WORK TO BE COMPLETED —
Locate every line in the records below that contains the word "branch", and copy each of those lines.

begin

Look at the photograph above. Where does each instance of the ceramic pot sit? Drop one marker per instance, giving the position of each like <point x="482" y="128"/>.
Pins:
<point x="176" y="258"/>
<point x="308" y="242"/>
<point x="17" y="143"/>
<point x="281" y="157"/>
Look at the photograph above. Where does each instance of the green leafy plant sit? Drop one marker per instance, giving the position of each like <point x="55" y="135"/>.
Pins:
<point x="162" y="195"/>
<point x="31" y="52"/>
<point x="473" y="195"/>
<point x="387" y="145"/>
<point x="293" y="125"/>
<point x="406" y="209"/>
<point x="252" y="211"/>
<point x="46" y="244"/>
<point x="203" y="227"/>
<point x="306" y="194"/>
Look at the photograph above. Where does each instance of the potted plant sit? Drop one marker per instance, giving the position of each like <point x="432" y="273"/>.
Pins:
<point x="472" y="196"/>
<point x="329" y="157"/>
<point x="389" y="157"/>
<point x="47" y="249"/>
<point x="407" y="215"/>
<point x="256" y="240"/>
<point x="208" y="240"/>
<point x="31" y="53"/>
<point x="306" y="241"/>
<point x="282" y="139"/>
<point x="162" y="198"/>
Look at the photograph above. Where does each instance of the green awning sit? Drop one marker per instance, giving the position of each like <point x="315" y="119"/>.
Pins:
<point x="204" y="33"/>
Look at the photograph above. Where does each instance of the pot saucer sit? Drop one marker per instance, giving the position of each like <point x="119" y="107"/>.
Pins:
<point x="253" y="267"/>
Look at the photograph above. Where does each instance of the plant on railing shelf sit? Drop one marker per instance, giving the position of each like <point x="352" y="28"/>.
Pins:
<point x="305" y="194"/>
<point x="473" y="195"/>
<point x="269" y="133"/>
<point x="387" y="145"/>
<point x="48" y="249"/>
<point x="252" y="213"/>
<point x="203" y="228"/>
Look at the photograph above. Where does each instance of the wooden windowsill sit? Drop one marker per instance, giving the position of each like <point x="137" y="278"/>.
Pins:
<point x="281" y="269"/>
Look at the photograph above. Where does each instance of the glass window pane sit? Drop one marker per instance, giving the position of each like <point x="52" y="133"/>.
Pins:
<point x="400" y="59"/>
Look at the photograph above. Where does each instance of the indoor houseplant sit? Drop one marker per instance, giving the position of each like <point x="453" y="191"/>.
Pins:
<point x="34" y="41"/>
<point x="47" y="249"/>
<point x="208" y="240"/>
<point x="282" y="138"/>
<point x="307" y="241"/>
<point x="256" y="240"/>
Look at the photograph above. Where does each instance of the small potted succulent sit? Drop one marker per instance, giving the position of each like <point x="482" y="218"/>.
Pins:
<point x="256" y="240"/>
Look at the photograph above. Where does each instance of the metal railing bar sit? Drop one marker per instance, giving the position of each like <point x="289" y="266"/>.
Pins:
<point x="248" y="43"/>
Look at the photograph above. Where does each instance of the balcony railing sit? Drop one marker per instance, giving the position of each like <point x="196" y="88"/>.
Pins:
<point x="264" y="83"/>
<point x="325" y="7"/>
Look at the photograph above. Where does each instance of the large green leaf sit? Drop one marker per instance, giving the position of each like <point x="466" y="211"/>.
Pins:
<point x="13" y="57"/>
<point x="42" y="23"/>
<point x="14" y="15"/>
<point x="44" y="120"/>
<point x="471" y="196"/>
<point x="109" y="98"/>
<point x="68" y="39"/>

end
begin

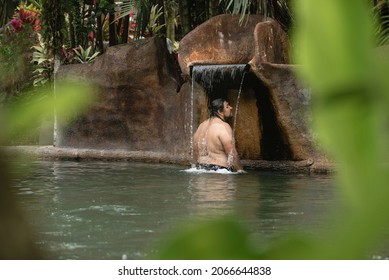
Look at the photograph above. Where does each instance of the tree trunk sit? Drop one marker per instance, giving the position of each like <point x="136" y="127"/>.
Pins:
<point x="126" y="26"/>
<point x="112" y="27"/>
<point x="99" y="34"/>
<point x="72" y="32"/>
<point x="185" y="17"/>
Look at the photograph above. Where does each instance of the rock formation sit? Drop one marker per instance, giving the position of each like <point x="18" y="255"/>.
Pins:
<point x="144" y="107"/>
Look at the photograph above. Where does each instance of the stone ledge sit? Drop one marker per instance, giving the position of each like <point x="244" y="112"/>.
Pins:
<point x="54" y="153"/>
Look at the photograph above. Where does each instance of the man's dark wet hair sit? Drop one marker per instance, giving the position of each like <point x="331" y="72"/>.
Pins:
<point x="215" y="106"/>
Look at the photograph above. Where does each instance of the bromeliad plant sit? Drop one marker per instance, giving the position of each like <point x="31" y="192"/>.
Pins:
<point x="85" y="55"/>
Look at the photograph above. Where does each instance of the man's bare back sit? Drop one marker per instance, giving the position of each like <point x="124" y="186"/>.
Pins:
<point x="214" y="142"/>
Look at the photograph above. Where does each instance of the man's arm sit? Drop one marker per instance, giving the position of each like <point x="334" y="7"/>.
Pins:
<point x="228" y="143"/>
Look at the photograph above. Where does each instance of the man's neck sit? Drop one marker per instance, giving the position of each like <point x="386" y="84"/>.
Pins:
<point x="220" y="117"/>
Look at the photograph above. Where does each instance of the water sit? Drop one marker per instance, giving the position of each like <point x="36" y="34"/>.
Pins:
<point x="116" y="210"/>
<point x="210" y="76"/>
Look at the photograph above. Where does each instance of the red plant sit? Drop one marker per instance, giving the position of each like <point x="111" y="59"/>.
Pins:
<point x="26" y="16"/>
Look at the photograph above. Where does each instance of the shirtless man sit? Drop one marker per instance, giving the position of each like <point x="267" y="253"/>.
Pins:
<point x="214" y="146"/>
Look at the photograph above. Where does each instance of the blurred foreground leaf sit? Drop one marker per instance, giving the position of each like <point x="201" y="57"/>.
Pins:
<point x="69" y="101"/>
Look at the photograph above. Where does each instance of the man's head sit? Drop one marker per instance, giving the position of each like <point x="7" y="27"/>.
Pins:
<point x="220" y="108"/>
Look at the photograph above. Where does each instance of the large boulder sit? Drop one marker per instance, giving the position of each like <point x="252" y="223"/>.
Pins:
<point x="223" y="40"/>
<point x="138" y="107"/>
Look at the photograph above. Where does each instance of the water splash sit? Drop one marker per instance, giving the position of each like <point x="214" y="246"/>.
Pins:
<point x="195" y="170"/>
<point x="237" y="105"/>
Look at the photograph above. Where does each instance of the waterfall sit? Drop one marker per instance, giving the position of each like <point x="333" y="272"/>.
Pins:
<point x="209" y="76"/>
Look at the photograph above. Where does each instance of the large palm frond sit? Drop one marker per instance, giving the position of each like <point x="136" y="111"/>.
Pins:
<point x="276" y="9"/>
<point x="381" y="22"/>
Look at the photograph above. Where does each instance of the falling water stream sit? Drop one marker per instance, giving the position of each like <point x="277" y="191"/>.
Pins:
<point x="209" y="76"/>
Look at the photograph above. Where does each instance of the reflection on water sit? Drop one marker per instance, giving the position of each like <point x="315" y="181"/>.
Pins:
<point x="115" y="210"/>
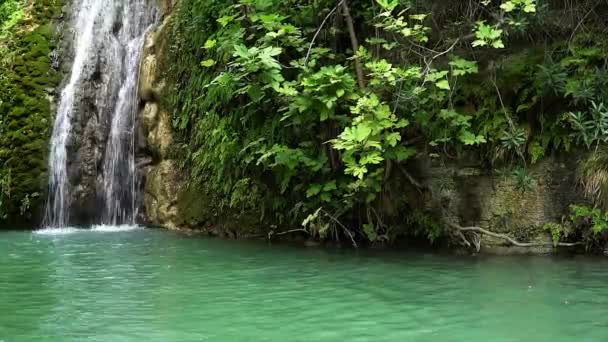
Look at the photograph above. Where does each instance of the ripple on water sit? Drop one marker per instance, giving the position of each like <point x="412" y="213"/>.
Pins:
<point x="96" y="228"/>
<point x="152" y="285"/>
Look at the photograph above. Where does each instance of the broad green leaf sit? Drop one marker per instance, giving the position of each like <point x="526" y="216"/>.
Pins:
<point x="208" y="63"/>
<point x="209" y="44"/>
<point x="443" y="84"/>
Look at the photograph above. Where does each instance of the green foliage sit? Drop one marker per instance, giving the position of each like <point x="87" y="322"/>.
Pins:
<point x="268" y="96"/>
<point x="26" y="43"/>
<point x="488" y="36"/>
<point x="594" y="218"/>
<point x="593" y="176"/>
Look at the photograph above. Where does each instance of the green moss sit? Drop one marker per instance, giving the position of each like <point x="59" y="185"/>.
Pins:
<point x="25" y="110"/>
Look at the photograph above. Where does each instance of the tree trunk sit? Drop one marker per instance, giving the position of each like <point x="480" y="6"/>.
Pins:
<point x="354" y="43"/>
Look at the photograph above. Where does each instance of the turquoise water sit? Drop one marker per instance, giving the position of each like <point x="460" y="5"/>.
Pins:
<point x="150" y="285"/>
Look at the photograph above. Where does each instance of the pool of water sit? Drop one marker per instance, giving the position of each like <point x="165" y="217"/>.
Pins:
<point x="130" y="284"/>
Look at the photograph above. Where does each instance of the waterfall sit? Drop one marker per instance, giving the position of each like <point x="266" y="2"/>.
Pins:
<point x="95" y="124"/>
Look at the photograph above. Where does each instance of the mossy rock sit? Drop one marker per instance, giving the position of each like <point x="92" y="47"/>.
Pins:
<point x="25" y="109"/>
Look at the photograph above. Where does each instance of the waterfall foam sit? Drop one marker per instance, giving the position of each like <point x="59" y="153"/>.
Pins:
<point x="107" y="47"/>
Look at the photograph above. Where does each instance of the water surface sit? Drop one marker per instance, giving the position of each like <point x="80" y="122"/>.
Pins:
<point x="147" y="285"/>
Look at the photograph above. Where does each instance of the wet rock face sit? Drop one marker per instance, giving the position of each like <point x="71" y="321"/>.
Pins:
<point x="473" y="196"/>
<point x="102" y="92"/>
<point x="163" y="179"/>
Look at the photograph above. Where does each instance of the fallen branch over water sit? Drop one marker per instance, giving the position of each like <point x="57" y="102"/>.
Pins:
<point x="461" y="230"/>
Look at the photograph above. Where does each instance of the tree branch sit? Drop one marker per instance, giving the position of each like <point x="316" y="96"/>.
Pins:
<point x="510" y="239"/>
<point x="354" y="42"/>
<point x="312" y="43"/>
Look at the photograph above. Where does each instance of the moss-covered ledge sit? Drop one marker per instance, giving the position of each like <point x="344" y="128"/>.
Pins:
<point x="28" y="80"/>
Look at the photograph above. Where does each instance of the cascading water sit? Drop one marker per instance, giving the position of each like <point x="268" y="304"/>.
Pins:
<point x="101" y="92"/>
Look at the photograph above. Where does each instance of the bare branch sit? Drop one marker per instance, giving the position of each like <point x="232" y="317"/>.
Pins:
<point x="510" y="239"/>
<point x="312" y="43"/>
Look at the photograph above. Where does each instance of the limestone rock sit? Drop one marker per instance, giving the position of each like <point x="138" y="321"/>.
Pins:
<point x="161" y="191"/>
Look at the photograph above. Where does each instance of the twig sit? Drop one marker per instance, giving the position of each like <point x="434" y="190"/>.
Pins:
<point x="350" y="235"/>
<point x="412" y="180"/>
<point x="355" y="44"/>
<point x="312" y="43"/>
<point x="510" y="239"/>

end

OUTPUT FOR THIS TASK —
Look at the photograph above. Where does each instance of the fallen branch over water sit? Drop one marker per instance, giving the position of each like <point x="57" y="102"/>.
Look at the photograph above. Where does each instance of the tree branch sit? Drop one marker per instance, giving the position of each like <point x="316" y="96"/>.
Look at the photograph above. Where does each instance of the bare branch sit? Drop one marker per instance, giving the position of each like <point x="232" y="317"/>.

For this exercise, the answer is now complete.